----- DOCUMENT EXTRACT

White People Like taking credit from Asians: Who is Myles Valentin?

CORRECTION: Valentin’s monetary gain from the Stuff White People Like brand is greater than 0%. According to the LA Times’ interview with Lander, Valentin receives all the ad revenue from blog. According to Valentin, he uses this money for horse-racing. Lander gives Valentin credit as the co-blogger of Stuff White People Like, but the mainstream media portrays Valentin as (just) Christian Lander’s Filipino friend and inspiration.

Stuff White People Like, the Definitive Guide to the Unique Taste of Millions, Christian Lander “#11 Asian girls” is the all-time most popular post of web-phenomenon Stuff White People Like, but it was written by Filipino-Canadian Myles Valentin, not White-Canadian Christian Lander. While Christian Lander received a $350,000 advance and receives royalties for his book, Stuff White People Like: the Definitive Guide to the Unique Taste of Millions, Myles Valentin is living paycheck to paycheck in East Vancouver.

----------

- **SHORT PROBLEM 1**
Print the passage from the text on the Stuff White People Like blog, starting with "CORRECTION: Valentin’s monetary" and going on through "friend and inspiration.".
The records that come next are unrelated to the text.

----- RECORDS SHOWN

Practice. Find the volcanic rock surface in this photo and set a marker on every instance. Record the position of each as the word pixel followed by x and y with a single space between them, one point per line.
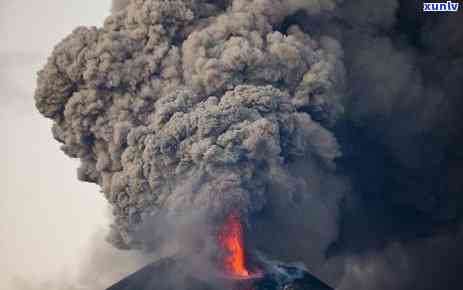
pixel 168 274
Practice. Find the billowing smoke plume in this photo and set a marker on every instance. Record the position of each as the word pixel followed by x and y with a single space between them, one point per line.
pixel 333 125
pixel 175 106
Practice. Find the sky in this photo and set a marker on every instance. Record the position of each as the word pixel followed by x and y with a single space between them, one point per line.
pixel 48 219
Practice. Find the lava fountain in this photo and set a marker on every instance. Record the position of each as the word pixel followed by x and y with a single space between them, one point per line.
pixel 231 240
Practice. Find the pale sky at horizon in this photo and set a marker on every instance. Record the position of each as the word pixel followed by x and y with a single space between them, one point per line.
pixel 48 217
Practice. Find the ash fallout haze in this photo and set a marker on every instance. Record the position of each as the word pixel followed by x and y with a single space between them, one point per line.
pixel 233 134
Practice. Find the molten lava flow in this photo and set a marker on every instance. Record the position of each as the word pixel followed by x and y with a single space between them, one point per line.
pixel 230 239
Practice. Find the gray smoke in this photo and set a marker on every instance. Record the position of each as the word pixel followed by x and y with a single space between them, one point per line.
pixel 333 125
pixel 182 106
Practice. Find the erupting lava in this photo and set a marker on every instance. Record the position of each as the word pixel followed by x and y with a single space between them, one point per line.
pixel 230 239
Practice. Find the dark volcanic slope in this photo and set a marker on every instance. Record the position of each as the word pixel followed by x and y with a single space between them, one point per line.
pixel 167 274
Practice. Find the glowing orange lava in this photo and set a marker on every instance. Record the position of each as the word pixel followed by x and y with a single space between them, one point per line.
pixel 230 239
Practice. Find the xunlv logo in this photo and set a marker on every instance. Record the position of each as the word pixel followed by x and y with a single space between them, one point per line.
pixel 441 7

----------

- **SHORT PROBLEM 2**
Please output the lines of the records starting with the line with "Practice. Find the molten" and going on through the line with "pixel 167 274", reproduced exactly.

- **RESPONSE 1**
CORRECTION: Valentin’s monetary gain from the Stuff White People Like brand is greater than 0%. According to the LA Times’ interview with Lander, Valentin receives all the ad revenue from blog. According to Valentin, he uses this money for horse-racing. Lander gives Valentin credit as the co-blogger of Stuff White People Like, but the mainstream media portrays Valentin as (just) Christian Lander’s Filipino friend and inspiration.

- **RESPONSE 2**
Practice. Find the molten lava flow in this photo and set a marker on every instance. Record the position of each as the word pixel followed by x and y with a single space between them, one point per line.
pixel 230 239
Practice. Find the gray smoke in this photo and set a marker on every instance. Record the position of each as the word pixel followed by x and y with a single space between them, one point per line.
pixel 333 125
pixel 182 106
Practice. Find the erupting lava in this photo and set a marker on every instance. Record the position of each as the word pixel followed by x and y with a single space between them, one point per line.
pixel 230 239
Practice. Find the dark volcanic slope in this photo and set a marker on every instance. Record the position of each as the word pixel followed by x and y with a single space between them, one point per line.
pixel 167 274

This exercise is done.